Trecho fornecido:
┌──

2.ª Corrente – O primeiro relacionamento existente deve ser tratado como união estável, enquanto que os demais devem ser reconhecidos como uniões estáveis putativas, havendo boa-fé do cônjuge. Em suma, aplica-se, por analogia, o art. 1.561 do CC, que trata do casamento putativo. Essa corrente é liderada por Euclides de Oliveira e Rolf Madaleno. A essa corrente se filia, inclusive em obra escrita com José Fernando Simão. Anote-se que essa solução já foi dada pela jurisprudência estadual, em dois julgados que merece destaque (TJRJ, Acórdão 15225/2005, Rio de Janeiro, 2.ª Câmara Cível, Rel. Des. Leila Maria Carrilo Cavalcante Ribeiro Mariano, j. 10.08.2005 e TJRS, Processo 70008648768, 02.06.2004, 7.ª Câmara Cível, Rel. Juiz José Carlos Teixeira Giorgis, origem Lajeado).
3.ª Corrente – Todos os relacionamentos constituem uniões estáveis, pela valorização do afeto que deve guiar o Direito de Família, corrente encabeçada por Maria Berenice Dias.” (TARTUCE, 2015)
A doutrina contemporânea tem se inclinado para terceira corrente, que como dito acima é liderada por Maria Berenice Dias. Segundo Tartuce, os autores Pablo Stolze e Rodolfo Pamplona Filho reconhecem alguns direitos da amante, equiparando somente em algumas hipóteses o concubinato à união estável.
Entretanto, o Superior Tribunal de Justiça segue a primeira corrente, não aceitando uniões paralelas, sendo requisito da união estável a união exclusiva entre duas pessoas.
3. CONTRATO DE UNIÃO ESTÁVEL E A (IR) RETROATIVIDADE DOS EFEITOS PATRIMONIAIS
A união estável, conforme foi explanado acima constitui uma situação de fato em que não se exige formalidades documentais para sua caracterização, devendo o julgador procurar, em cima do conjunto probatório apresentado pelas partes, pronunciar-se a respeito da existência da união estável.
Desse modo, a existência de um contrato não pode impedir ou criar uma união estável, haja vista tratar-se de uma situação fática.
Todavia, o Código Civil expressa que a união estável se caracteriza em uma comunhão parcial de bens, conforme expressa o art. 1.725: “na união estável, salvo contrato escrito entre os companheiros, aplica-se às relações patrimoniais, no que couber, o regime da comunhão parcial de bens.”

└──

Tarefa a realizar: Reescreva a passagem do trecho sobre união estável começando em "2.ª Corrente –" e prosseguindo até "Giorgis, origem Lajeado).", trocando "jurisprudência estadual" por "jurisprudência dos tribunais estaduais".

Seção de dados:
┌──

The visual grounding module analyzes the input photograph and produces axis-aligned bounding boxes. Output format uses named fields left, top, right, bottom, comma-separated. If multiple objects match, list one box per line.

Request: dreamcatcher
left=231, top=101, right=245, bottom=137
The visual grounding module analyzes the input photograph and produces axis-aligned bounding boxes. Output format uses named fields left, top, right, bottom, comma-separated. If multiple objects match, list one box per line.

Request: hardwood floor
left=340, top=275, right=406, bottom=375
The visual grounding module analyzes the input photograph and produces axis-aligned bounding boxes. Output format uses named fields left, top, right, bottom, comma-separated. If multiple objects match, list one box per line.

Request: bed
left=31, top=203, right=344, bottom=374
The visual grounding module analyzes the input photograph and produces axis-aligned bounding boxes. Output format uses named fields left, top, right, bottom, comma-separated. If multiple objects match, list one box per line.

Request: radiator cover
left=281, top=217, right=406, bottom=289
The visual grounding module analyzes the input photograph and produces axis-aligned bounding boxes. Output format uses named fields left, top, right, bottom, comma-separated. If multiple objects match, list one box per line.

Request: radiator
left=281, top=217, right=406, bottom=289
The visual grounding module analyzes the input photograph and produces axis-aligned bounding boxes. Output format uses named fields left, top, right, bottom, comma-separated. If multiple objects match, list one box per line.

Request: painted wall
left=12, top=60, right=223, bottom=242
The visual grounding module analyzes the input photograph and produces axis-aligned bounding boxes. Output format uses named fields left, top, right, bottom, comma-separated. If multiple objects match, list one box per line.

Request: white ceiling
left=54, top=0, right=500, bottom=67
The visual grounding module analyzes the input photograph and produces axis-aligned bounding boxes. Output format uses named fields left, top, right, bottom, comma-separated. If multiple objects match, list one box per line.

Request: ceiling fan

└──

Resultado do exercício:
2.ª Corrente – O primeiro relacionamento existente deve ser tratado como união estável, enquanto que os demais devem ser reconhecidos como uniões estáveis putativas, havendo boa-fé do cônjuge. Em suma, aplica-se, por analogia, o art. 1.561 do CC, que trata do casamento putativo. Essa corrente é liderada por Euclides de Oliveira e Rolf Madaleno. A essa corrente se filia, inclusive em obra escrita com José Fernando Simão. Anote-se que essa solução já foi dada pela jurisprudência dos tribunais estaduais, em dois julgados que merece destaque (TJRJ, Acórdão 15225/2005, Rio de Janeiro, 2.ª Câmara Cível, Rel. Des. Leila Maria Carrilo Cavalcante Ribeiro Mariano, j. 10.08.2005 e TJRS, Processo 70008648768, 02.06.2004, 7.ª Câmara Cível, Rel. Juiz José Carlos Teixeira Giorgis, origem Lajeado).